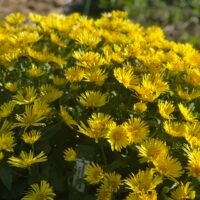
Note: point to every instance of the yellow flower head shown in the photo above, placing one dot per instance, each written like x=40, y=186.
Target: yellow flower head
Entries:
x=67, y=118
x=137, y=130
x=12, y=87
x=35, y=71
x=98, y=126
x=42, y=191
x=183, y=191
x=151, y=149
x=112, y=181
x=6, y=109
x=126, y=76
x=143, y=182
x=168, y=166
x=193, y=166
x=31, y=137
x=74, y=74
x=174, y=128
x=94, y=173
x=93, y=99
x=187, y=114
x=104, y=193
x=165, y=109
x=140, y=107
x=117, y=137
x=70, y=154
x=26, y=160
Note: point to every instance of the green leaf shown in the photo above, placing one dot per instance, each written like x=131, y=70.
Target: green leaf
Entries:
x=6, y=176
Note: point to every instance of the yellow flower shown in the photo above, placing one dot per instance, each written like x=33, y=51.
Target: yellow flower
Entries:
x=29, y=118
x=49, y=93
x=12, y=87
x=98, y=126
x=88, y=59
x=126, y=76
x=6, y=109
x=174, y=128
x=31, y=137
x=94, y=173
x=42, y=191
x=117, y=137
x=93, y=99
x=183, y=191
x=59, y=81
x=95, y=75
x=143, y=182
x=151, y=149
x=165, y=109
x=168, y=166
x=140, y=107
x=112, y=181
x=192, y=133
x=193, y=166
x=67, y=117
x=25, y=96
x=34, y=71
x=70, y=154
x=74, y=74
x=137, y=130
x=149, y=196
x=26, y=160
x=104, y=193
x=187, y=114
x=7, y=142
x=15, y=18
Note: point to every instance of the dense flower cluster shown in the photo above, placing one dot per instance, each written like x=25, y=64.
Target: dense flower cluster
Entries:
x=109, y=84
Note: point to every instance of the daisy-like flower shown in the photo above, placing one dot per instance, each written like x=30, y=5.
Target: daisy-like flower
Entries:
x=49, y=93
x=126, y=76
x=67, y=118
x=187, y=114
x=117, y=137
x=151, y=149
x=12, y=87
x=165, y=109
x=140, y=107
x=34, y=71
x=6, y=109
x=93, y=99
x=74, y=74
x=149, y=196
x=193, y=166
x=31, y=137
x=98, y=125
x=175, y=129
x=7, y=142
x=103, y=193
x=183, y=191
x=168, y=166
x=95, y=75
x=26, y=96
x=112, y=181
x=70, y=154
x=192, y=133
x=143, y=182
x=42, y=191
x=26, y=160
x=93, y=173
x=59, y=81
x=137, y=130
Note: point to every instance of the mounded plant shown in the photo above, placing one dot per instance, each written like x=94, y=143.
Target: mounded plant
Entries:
x=97, y=109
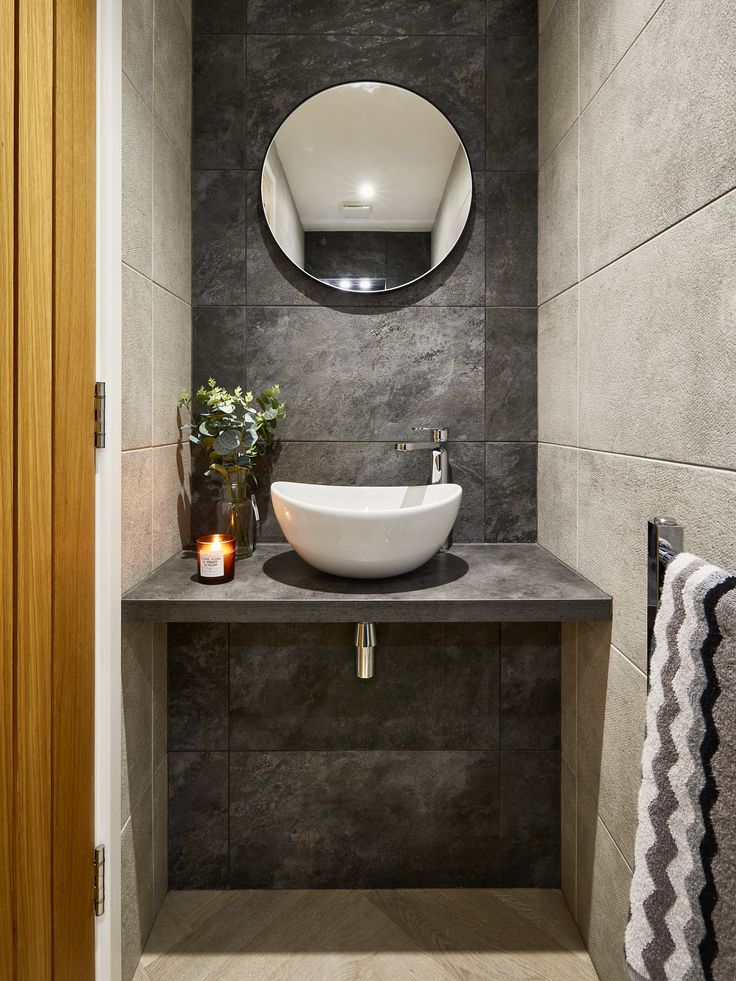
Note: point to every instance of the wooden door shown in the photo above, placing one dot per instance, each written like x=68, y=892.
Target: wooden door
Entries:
x=47, y=333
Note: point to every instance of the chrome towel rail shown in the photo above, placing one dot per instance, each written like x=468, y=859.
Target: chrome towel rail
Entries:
x=666, y=539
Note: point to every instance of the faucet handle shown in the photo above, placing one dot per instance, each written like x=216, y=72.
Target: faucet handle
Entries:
x=439, y=434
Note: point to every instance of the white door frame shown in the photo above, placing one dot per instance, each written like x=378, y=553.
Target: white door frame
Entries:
x=108, y=684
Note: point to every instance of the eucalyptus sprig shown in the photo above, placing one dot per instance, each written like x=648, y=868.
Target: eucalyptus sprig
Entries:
x=234, y=428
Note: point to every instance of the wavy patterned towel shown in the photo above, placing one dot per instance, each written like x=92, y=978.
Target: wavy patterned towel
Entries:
x=682, y=922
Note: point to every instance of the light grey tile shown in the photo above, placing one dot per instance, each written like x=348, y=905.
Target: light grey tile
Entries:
x=511, y=492
x=136, y=885
x=160, y=835
x=558, y=75
x=664, y=312
x=172, y=71
x=368, y=374
x=557, y=488
x=558, y=369
x=137, y=166
x=136, y=517
x=159, y=674
x=656, y=141
x=172, y=222
x=607, y=29
x=136, y=714
x=568, y=694
x=138, y=47
x=558, y=218
x=511, y=374
x=617, y=495
x=137, y=353
x=603, y=883
x=511, y=239
x=610, y=721
x=568, y=837
x=171, y=502
x=172, y=362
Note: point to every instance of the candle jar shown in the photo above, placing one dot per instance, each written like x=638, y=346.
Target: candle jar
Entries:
x=215, y=558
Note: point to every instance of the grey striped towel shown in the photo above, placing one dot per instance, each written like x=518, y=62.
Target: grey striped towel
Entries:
x=682, y=922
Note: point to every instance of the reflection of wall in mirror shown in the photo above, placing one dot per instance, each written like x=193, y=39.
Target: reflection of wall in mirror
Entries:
x=281, y=213
x=453, y=209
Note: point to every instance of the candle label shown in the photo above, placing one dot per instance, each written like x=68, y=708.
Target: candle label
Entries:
x=211, y=565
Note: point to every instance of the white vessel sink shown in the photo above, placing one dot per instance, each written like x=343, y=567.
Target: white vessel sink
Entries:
x=365, y=532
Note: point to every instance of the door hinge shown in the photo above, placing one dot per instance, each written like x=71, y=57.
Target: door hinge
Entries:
x=99, y=415
x=99, y=880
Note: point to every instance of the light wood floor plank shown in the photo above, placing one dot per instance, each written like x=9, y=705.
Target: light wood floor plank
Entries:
x=364, y=935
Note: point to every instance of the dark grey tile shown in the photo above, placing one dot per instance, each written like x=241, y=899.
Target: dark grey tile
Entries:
x=197, y=686
x=329, y=255
x=293, y=687
x=511, y=239
x=366, y=17
x=281, y=71
x=198, y=820
x=512, y=17
x=408, y=256
x=363, y=820
x=530, y=686
x=218, y=237
x=365, y=374
x=368, y=464
x=511, y=492
x=530, y=820
x=275, y=280
x=511, y=102
x=218, y=346
x=511, y=374
x=218, y=16
x=218, y=101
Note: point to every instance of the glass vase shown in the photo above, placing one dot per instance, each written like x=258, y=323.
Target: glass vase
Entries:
x=236, y=516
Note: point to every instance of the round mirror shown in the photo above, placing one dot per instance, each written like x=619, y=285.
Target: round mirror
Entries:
x=366, y=187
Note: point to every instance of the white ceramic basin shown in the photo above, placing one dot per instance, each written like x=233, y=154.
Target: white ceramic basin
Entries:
x=365, y=532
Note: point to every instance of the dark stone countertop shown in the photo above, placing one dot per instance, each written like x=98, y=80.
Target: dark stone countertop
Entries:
x=482, y=583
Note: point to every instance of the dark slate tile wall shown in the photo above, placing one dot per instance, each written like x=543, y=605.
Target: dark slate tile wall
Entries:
x=457, y=348
x=286, y=771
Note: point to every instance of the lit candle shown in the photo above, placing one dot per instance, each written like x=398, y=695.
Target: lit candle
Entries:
x=215, y=558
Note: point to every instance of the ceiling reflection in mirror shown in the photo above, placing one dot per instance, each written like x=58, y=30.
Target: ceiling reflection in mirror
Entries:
x=366, y=187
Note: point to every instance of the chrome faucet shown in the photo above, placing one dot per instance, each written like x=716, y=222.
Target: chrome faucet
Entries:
x=440, y=473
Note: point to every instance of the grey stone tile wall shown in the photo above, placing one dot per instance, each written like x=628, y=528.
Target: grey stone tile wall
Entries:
x=637, y=199
x=286, y=771
x=434, y=355
x=156, y=328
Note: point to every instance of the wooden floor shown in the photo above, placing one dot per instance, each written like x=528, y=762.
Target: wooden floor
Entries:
x=391, y=935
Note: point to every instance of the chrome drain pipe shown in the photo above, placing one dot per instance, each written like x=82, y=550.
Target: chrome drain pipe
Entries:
x=365, y=648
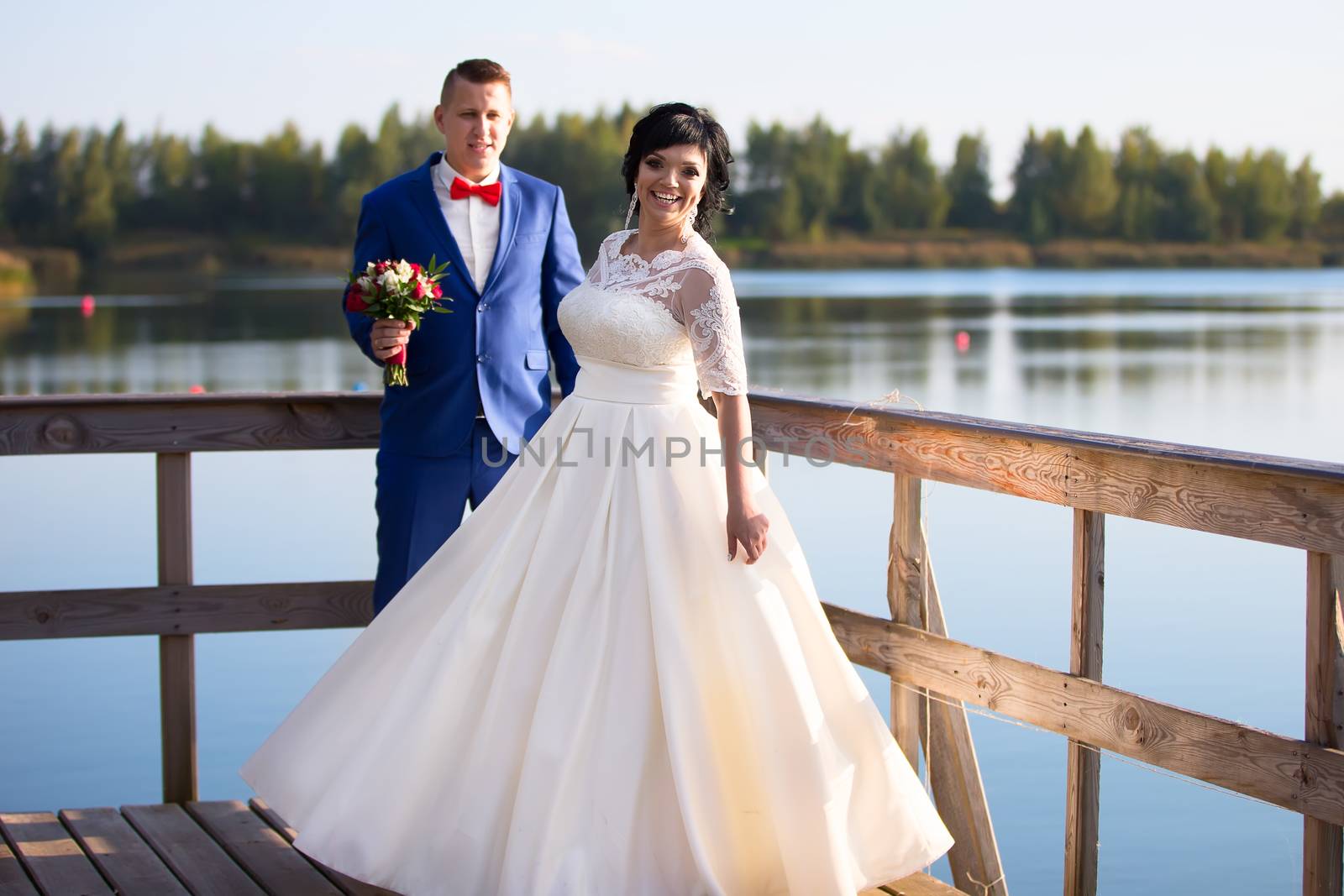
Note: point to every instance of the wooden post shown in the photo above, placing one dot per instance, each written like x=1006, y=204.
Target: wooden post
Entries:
━━━━━━━━━━
> **Description of the task**:
Rewrite all the lines above with every "Entries" changed to "Marks" and everything else kept the same. Leave the pictures out of your answer.

> **Solved exercise**:
Note: point to every instance of the yellow flower head shown in the photo above, placing one dot per instance, each written like x=40, y=186.
Target: yellow flower head
Marks:
x=67, y=118
x=137, y=130
x=12, y=87
x=35, y=71
x=98, y=126
x=42, y=191
x=183, y=191
x=151, y=149
x=112, y=181
x=6, y=109
x=126, y=76
x=143, y=182
x=168, y=166
x=193, y=166
x=31, y=137
x=74, y=74
x=174, y=128
x=94, y=173
x=93, y=99
x=187, y=114
x=104, y=193
x=165, y=109
x=140, y=107
x=117, y=137
x=70, y=154
x=26, y=160
Note: point to every instance of the green leaf shown in the photo above, placing one dot per instance, each written like x=131, y=70.
Target: green leaf
Marks:
x=6, y=176
Note: point to every instance of the yellow flower shown in the photo above, placing one dot per instance, each written like x=33, y=51.
Target: yellow flower
Marks:
x=29, y=118
x=49, y=93
x=12, y=87
x=98, y=126
x=88, y=59
x=126, y=76
x=6, y=109
x=174, y=128
x=31, y=137
x=94, y=173
x=42, y=191
x=117, y=137
x=93, y=99
x=183, y=191
x=59, y=81
x=95, y=75
x=143, y=182
x=151, y=149
x=165, y=109
x=168, y=166
x=140, y=107
x=112, y=181
x=192, y=133
x=193, y=166
x=67, y=117
x=25, y=96
x=34, y=71
x=70, y=154
x=74, y=74
x=137, y=130
x=149, y=196
x=26, y=160
x=104, y=193
x=187, y=114
x=7, y=142
x=15, y=18
Note: point to every instance of the dense flower cluster shown in the photo above, placing one dot per instance, each written like x=25, y=64.
Target: dense flower cluster
Marks:
x=109, y=84
Note: point to every instance of the daisy-like flower shown in the photo above, placing one dot per instance, each written like x=30, y=5.
Target: daisy-like flower
Marks:
x=49, y=93
x=126, y=76
x=67, y=118
x=187, y=114
x=117, y=137
x=151, y=149
x=12, y=87
x=165, y=109
x=140, y=107
x=34, y=71
x=6, y=109
x=93, y=99
x=74, y=74
x=149, y=196
x=193, y=166
x=31, y=137
x=98, y=125
x=175, y=129
x=7, y=142
x=103, y=193
x=183, y=191
x=168, y=166
x=95, y=75
x=26, y=96
x=112, y=181
x=70, y=154
x=192, y=133
x=143, y=182
x=42, y=191
x=26, y=160
x=93, y=173
x=59, y=81
x=137, y=130
Note: point to every instance of the mounded plant shown in the photo above, placing one dot per instance, each written like x=94, y=143.
Target: mounded plant
Marks:
x=97, y=109
Note: point to every instance of the wooden door shown in the photo above, placing one dot per instance, each written like x=68, y=892.
Target: wooden door
Marks:
x=47, y=333
Note: point to every instance of the chrome towel rail shown in the photo above, placing one dot per instance, each written like x=468, y=859.
Target: chrome towel rail
Marks:
x=666, y=539
Note: point to every instance of the faucet handle shown in the photo above, placing one dot per instance, each written like x=216, y=72.
Target: faucet handle
Marks:
x=439, y=434
Note: point to every instance of the white door frame shown in the photo above, placing one dot per instance, each written like x=378, y=553.
Target: white door frame
Marks:
x=108, y=684
Note: point to every instance of the eucalyptus sprig shown in the photo above, placing one dot per instance, each written like x=648, y=868.
Target: eucalyptus sprig
Marks:
x=234, y=428
Note: point to every instance of the wavy patterned towel shown in the photo above, placing one dot per instance, each written like x=92, y=978.
Target: wavy patterned towel
Marks:
x=682, y=922
Note: point to every instance of the light grey tile shown in the photo above, placing one dot per instance, each written like x=348, y=905.
Target: light grey tile
Marks:
x=511, y=492
x=136, y=885
x=160, y=835
x=558, y=75
x=664, y=312
x=172, y=71
x=368, y=374
x=557, y=488
x=558, y=369
x=137, y=166
x=136, y=517
x=159, y=674
x=656, y=141
x=172, y=222
x=607, y=29
x=136, y=714
x=568, y=694
x=138, y=47
x=558, y=218
x=511, y=374
x=617, y=495
x=137, y=353
x=603, y=883
x=511, y=239
x=610, y=721
x=568, y=837
x=171, y=502
x=172, y=362
Note: point to every instance of the candle jar shown in the photo above, placing one dot per instance, each written like x=638, y=346.
Target: candle jar
Marks:
x=215, y=558
Note: point to every instance of the grey striped towel shown in the photo above, placing one dot per instance, each written like x=518, y=62.
Target: grey striped towel
Marks:
x=682, y=922
Note: point to every instance of the reflection of wall in mirror shown in the photo above, placing one dot per instance, each written like x=193, y=39.
Target: reflection of wall in mirror
Marks:
x=281, y=213
x=453, y=209
Note: point to every instance of the candle label shown in the photo above, placing one dot per instance, each written like x=68, y=708.
Target: candle label
Marks:
x=211, y=565
Note: point to every instance of the white vessel sink shown in the photo above, placing one dot per instance, each written like x=343, y=567.
Target: white vessel sink
Marks:
x=365, y=532
Note: point to every instance of the door hinge shown in the photo above, placing one dot per instance, each written like x=71, y=57.
Target: door hinge
Marks:
x=99, y=415
x=99, y=880
Note: point to every instance of the light wood floor plank shown in the photo above, placing one dot per instance, each written like x=9, y=705.
Target: light wood floor plank
Marks:
x=364, y=935
Note: point to every instance of the dark grey tile shown in the photo above, placing one dot per instance, each written like x=241, y=899.
Target: dark grey tile
Marks:
x=197, y=686
x=329, y=255
x=293, y=687
x=511, y=239
x=366, y=17
x=281, y=71
x=198, y=820
x=512, y=17
x=408, y=256
x=363, y=820
x=530, y=686
x=218, y=237
x=365, y=374
x=368, y=464
x=511, y=492
x=530, y=820
x=275, y=280
x=511, y=102
x=218, y=346
x=511, y=374
x=218, y=16
x=218, y=101
Note: point to every instance of the glass vase shown in the photo above, placing one dot per instance, each written like x=258, y=323.
Target: glass vase
Marks:
x=236, y=516
Note: point to every instance of the round mirror shown in the photo above, placing one dot per instance, each written like x=619, y=285.
Target: round mirror
Marks:
x=366, y=187
Note: point to every instance of the white ceramic basin shown in the photo above, placing one dot per instance, each written like x=233, y=154.
Target: white ceramic basin
Marks:
x=365, y=532
Note: point to every instance of the dark stone countertop shown in the photo above, placing one dot per instance, each written like x=98, y=80.
Target: dark stone countertop
Marks:
x=482, y=583
Note: point to every instance of the dark slate tile wall shown in the photo above, placing one dot per instance, each written like x=543, y=605.
Target: dark slate tile wall
Marks:
x=457, y=348
x=286, y=771
Note: point to every instance of the lit candle shown in the photo above, placing one dot per instance, each written like x=398, y=695.
Target: lit candle
Marks:
x=215, y=558
Note: point to every instance of the ceiling reflection in mirror shown in the photo above, placing one dot per instance, each written like x=58, y=30.
Target: ceiling reflection in mirror
Marks:
x=366, y=187
Note: point to every instance of the chrome faucet shown in the photo above, placing one dot per instance, each written like x=716, y=222.
Target: chrome faucet
Marks:
x=440, y=473
Note: point to every instance of the grey stone tile wall shown in the photo above, placing one dot per instance, each written like x=628, y=528.
Target: grey stone tile wall
Marks:
x=637, y=199
x=286, y=771
x=434, y=355
x=156, y=328
Note: point to every instance of the wooden floor shown in the photo above, placing one dot per instance, each written like x=528, y=762.
Target: wooden floor
Marks:
x=391, y=935
Note: point to every instance of the chrome drain pipe shown in the photo above, placing one dot per instance, each written like x=82, y=550.
Target: chrome drain pipe
Marks:
x=365, y=648
Note: point to every instance of the wooden post shown in the photo above, placing one dot per instance, each written like x=1006, y=204.
Target: wooden post
Marks:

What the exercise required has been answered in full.